EXCERPT PROVIDED:
— Start —

A Note from the Editors
October 31, 2020
This issue marks Muzzle’s ten year anniversary, and represents a combination of editorial eyes—both that of our founder and former Editor-in-Chief, Stevie Edwards, and of the voices speaking to you here, collaboratively and across great distances: Brittany Rogers and Raena Shirali, Muzzle’s new Co-Editors-in-Chiefs. Here, the editorial eye that shaped the magazine’s aesthetic meets a push towards our vision for Muzzle’s future. We feel incredibly lucky to have been entrusted with a magazine that has consistently published voices that are both gorgeous and vital; throughout her tenure, Stevie made a point to prioritize new and marginalized writers, and in doing so, established Muzzle’s unique role in the poetry publishing landscape.

— End —

SET TASK A:
In the editors' note, reproduce the passage beginning at "A Note from" and ending after "poetry publishing landscape.", substituting "journal" for "magazine".
SET TASK B:
Extend the editors' note on the magazine's ten-year anniversary, beginning after its final sentence.

DATA SHOWN:
— Start —

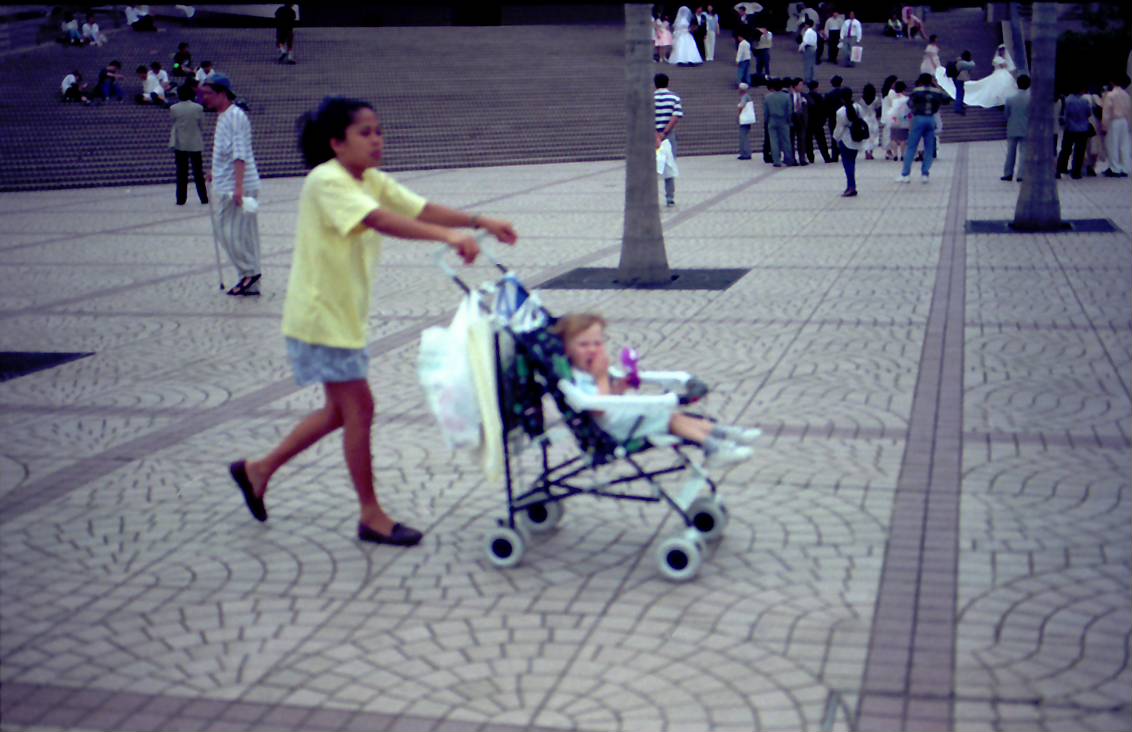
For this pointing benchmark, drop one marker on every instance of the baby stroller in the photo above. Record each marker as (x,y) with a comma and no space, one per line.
(530,363)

— End —

EXERCISE RESPONSE A:
A Note from the Editors
October 31, 2020
This issue marks Muzzle’s ten year anniversary, and represents a combination of editorial eyes—both that of our founder and former Editor-in-Chief, Stevie Edwards, and of the voices speaking to you here, collaboratively and across great distances: Brittany Rogers and Raena Shirali, Muzzle’s new Co-Editors-in-Chiefs. Here, the editorial eye that shaped the journal’s aesthetic meets a push towards our vision for Muzzle’s future. We feel incredibly lucky to have been entrusted with a journal that has consistently published voices that are both gorgeous and vital; throughout her tenure, Stevie made a point to prioritize new and marginalized writers, and in doing so, established Muzzle’s unique role in the poetry publishing landscape.

EXERCISE RESPONSE B:
For past to meet present in an issue published the week before the 2020 American presidential election feels fitting, if not appropriately spo0o0oky. We hope that in this issue you will find work that affirms, surprises, and challenges you, work that allows you to consider what is beautiful and possible. Moreover, we hope you find reflections of broader cultural truths with which we are all trying, daily, to reckon. Namely, that we cannot move forward without accounting for the past, nor can we achieve equality in this nation without moving beyond simple recognition of past atrocities. The poems in this issue push towards moments of (un-) knowing, moments of upheaval. As Ally Ang writes in “On Being Asked, ‘What Is Your Dream Job?”: “Of course I do not waste my precious dreams / on labor.” Let this reminder push us to long for the world we deserve, and in the longing, imagine and work towards it.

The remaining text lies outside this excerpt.